Jedzenie, które odmładza
Choć wiele osób w historii szukało eliksiru młodości, to jednak próby spełzły na niczym. Ale czy istnieje coś, co pozwoli nam czuć się młodziej? Oczywiście! I do tego niepotrzebne są drogie kosmetyki, czy wizyty w salonach medycyny estetycznej. Wystarczy tylko przyjrzeć się zawartości naszego talerza! Jak doskonale wiemy, nasza dieta jest ważna, aby zachować dobrą kondycję naszego organizmu i to samo dotyczy naszego wyglądu. Jeśli chcemy wyglądać zdecydowanie młodziej, wystarczy włączyć do naszego jadłospisu kilka cennych produktów. Poznaj jedzenie, które odmładza!
Marchew
Zaczynamy od warzywa, które chyba wszystkim nam jest doskonale znane. Marchew, bo o niej mowa, traktowana jest bardziej jako składnik zup czy dodatków obiadowych. Choć doskonale spisuje się w tej roli, to zawartość cennych substancji jest nie do ocenienia. A co możemy znaleźć w marchewce? Przede wszystkim beta-karoten, czyli inaczej prowitaminę A. To właśnie o niej wspomina się najczęściej latem, kiedy chcemy zachować opaleniznę na dłużej. Okazuje się, że beta-karoten ma więcej zasług, ponieważ wspiera plamkę żółtą znajdującą się w oku i zapobiega jej zwyrodnieniom. Oczywiście, substancja znajdująca się w marchewce poprawia także kondycję skóry - zapobiega jej przedwczesnemu starzeniu, w tym pojawianiu się zmarszczek. Dlatego warto chrupać marchew, ale także spożywać nać - ona także jest jadalna.
Oliwa z oliwek
Oliwa z oliwek często - niesłusznie - jest postrzegana jako zamiennik olejów, które my zaś wykorzystujemy do smażenia. Oliwa powinna być jednak spożywana na surowo, ponieważ wtedy zachowuje swoje wszystkie właściwości, których faktycznie ma bez liku. Jednak, do jej spożywania powinien nas przekonać fakt, że oliwa jest bogatym źródłem witaminy E. To właśnie ona nazywana jest "witaminą młodości" nie bez przyczyny. Dlaczego? Ponieważ szybko rozprawia się ze stanami zapalnymi skóry, dba o jej jędrność, opóźnia procesy starzenia się komórek, a także może powstrzymać powstawanie zmarszczek. Jak już zostało powiedziane, oliwę warto jeść na zimno, ale nic nie stoi na przeszkodzie, aby stosować ją zewnętrznie. Wtedy cera z pewnością odzyska dawny blask.

═══

ZADANIA DO WYKONANIA:
**1.** Odpowiedz na pytania na podstawie tekstu o odmładzającym jedzeniu.
(a) Jak inaczej nazywa się beta-karoten?
(b) Która witamina jest nazywana „witaminą młodości”?
(c) Którą część marchwi, oprócz samego warzywa, tekst uznaje za jadalną?
**2.** Podaj dalszy ciąg tekstu o odmładzającym jedzeniu, zaczynając po jego ostatnim zdaniu.
Wiersze pochodzą z innego źródła niż tekst o odmładzającym jedzeniu.

═══

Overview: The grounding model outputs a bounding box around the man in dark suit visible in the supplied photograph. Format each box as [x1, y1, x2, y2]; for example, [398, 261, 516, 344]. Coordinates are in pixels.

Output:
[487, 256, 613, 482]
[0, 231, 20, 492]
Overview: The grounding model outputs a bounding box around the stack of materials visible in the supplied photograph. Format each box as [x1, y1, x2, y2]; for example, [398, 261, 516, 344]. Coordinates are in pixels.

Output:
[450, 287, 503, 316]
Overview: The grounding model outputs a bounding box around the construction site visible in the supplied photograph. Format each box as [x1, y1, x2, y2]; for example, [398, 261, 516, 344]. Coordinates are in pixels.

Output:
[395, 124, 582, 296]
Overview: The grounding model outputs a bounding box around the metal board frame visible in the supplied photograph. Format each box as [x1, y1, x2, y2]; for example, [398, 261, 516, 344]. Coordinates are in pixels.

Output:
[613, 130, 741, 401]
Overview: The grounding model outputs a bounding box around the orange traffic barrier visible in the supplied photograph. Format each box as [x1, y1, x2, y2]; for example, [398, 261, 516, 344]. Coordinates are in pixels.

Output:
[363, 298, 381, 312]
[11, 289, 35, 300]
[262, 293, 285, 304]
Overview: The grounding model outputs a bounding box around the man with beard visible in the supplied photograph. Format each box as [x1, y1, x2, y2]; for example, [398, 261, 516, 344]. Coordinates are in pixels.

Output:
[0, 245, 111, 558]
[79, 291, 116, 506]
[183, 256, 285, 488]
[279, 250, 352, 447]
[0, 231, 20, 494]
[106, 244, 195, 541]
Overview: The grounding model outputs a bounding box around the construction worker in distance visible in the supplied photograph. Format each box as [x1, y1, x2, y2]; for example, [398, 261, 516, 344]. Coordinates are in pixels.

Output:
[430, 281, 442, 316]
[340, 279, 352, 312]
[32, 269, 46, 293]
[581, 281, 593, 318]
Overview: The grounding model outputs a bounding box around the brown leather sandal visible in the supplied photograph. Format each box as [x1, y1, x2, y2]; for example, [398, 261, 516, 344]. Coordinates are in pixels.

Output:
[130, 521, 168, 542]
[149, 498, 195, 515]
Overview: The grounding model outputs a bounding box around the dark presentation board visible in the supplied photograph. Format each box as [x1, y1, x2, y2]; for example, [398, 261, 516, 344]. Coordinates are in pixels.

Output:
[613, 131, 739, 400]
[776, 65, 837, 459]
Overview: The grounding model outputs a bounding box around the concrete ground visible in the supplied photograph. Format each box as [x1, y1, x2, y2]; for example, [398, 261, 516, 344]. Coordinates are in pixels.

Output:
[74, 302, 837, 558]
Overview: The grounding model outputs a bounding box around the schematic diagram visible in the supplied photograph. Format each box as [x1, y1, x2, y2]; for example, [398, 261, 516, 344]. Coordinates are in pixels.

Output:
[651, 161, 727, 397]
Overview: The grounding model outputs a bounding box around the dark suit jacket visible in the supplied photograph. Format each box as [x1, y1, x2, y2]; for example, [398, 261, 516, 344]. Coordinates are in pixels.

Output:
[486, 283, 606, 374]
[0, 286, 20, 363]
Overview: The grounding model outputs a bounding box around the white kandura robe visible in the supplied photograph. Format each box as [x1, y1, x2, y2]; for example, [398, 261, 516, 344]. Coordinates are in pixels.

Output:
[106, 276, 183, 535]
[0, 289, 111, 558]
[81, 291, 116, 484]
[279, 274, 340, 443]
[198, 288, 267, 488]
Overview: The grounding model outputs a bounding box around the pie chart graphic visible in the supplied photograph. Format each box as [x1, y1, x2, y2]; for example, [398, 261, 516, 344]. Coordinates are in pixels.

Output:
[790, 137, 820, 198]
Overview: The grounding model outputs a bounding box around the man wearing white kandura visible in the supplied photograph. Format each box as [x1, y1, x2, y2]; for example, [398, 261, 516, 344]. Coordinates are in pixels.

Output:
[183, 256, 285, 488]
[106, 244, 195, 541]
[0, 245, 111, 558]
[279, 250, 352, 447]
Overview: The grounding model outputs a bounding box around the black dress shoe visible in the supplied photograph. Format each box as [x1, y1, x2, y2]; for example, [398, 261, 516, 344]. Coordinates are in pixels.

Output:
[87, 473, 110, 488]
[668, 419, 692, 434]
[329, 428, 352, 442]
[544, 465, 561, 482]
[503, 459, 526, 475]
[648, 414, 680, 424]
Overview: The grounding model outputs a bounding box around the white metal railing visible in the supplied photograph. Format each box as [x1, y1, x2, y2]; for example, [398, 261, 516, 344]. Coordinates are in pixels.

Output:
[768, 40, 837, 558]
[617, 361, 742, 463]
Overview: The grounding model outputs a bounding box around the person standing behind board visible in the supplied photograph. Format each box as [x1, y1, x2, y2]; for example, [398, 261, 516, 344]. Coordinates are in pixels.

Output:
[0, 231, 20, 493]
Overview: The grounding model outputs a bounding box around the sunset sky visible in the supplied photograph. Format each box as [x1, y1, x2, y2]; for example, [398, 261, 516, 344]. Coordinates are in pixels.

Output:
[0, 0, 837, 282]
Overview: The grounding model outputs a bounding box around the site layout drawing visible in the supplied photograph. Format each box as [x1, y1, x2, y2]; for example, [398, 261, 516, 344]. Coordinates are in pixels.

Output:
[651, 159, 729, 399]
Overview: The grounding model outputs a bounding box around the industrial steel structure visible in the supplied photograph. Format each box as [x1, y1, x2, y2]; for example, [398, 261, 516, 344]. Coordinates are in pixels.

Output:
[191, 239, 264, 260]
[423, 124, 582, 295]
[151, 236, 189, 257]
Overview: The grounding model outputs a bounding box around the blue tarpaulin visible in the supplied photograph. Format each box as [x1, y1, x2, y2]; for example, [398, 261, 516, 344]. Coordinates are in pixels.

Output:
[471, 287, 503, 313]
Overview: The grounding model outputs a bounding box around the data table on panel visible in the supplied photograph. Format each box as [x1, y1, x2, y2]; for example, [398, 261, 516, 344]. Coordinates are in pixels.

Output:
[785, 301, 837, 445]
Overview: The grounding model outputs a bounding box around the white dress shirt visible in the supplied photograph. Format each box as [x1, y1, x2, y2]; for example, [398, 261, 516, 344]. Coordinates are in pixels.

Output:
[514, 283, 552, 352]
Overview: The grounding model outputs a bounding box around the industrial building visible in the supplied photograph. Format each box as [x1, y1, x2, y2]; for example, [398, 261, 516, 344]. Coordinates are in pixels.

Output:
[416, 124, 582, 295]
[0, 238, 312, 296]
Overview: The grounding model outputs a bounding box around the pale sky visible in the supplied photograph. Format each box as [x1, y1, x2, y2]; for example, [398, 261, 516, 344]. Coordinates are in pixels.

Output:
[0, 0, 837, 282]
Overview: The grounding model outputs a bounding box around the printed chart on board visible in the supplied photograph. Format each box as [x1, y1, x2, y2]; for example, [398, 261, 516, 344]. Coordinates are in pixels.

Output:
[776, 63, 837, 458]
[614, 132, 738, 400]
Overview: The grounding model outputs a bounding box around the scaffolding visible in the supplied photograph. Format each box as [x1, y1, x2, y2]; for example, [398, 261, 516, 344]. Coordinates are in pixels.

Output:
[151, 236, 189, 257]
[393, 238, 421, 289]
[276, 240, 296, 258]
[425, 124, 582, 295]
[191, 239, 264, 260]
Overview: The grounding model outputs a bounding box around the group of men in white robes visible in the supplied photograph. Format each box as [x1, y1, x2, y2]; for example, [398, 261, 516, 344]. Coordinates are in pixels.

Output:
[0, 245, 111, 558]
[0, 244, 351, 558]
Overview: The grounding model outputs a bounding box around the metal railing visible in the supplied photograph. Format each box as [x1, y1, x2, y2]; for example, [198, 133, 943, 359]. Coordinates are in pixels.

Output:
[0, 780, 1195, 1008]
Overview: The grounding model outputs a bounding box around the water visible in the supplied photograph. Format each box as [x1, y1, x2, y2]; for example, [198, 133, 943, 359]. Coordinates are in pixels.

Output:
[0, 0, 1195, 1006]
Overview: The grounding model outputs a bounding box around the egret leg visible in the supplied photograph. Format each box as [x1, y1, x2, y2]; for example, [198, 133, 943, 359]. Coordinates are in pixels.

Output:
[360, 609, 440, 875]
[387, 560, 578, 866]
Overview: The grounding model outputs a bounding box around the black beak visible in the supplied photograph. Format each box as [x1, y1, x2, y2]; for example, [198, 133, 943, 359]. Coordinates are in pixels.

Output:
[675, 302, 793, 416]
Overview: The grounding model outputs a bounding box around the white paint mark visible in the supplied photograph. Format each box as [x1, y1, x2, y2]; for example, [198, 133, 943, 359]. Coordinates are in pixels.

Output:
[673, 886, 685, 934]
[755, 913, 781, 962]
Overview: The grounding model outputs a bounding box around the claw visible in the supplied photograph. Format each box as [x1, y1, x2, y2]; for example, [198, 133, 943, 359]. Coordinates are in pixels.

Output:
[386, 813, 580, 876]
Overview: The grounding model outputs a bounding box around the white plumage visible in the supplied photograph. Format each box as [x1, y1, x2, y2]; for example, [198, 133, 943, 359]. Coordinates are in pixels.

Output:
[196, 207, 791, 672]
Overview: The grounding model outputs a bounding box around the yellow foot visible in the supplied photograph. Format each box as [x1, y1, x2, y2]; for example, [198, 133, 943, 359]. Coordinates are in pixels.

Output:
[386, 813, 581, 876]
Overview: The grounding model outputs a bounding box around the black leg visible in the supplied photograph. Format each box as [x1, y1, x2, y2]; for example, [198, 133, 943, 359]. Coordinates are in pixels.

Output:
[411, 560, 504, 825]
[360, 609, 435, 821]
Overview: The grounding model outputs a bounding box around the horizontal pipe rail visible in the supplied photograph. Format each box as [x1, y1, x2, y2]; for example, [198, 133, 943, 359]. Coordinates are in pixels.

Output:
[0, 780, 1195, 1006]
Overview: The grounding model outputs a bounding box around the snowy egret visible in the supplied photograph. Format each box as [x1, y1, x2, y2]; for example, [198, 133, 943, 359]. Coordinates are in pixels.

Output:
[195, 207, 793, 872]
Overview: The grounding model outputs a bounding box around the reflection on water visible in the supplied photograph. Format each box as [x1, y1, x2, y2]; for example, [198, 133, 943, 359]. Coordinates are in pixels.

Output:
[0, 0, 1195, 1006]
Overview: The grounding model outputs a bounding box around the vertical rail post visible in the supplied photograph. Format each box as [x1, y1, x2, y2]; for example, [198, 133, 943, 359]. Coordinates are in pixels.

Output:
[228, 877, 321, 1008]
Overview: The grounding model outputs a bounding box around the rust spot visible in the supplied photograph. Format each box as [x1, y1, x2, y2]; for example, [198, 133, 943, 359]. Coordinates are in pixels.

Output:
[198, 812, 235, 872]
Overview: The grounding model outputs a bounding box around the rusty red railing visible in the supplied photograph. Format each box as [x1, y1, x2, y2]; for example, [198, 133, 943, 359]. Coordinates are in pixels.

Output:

═══

LISTA ODPOWIEDZI:
**1.**
(a) Prowitamina A.
(b) Witamina E.
(c) Nać.

**2.**
Ananas
Słodki i egzotyczny owoc już dawno przestał być wyłącznie kulinarną nowinką, która dumnie prezentowała się na działach owocowo-warzywnych. Teraz ananas jest do kupienia praktycznie przez cały rok. To dobra pozycja, zwłaszcza wtedy, gdy nasze rodzime owoce troszkę nam się już przejadły. Nie tylko zadowala nasze podniebienie, gdy mamy ochotę na coś słodkiego, ale daje dużo zdrowotnych korzyści. Co oferuje nam ananas? Przede wszystkim bromelinę, czyli enzym pomagający komórkom się regenerować, co przydatne jest podczas urazów. Jednak ta substancja pomaga także w trawieniu białek i tłuszczów przez organizm, dlatego warto zjadać ananasy wtedy, gdy cierpimy z powodu nadprogramowych kilogramów. Ananas zawiera także witaminę A, a - jak wiadomo - na kondycję skóry działa bardzo korzystnie.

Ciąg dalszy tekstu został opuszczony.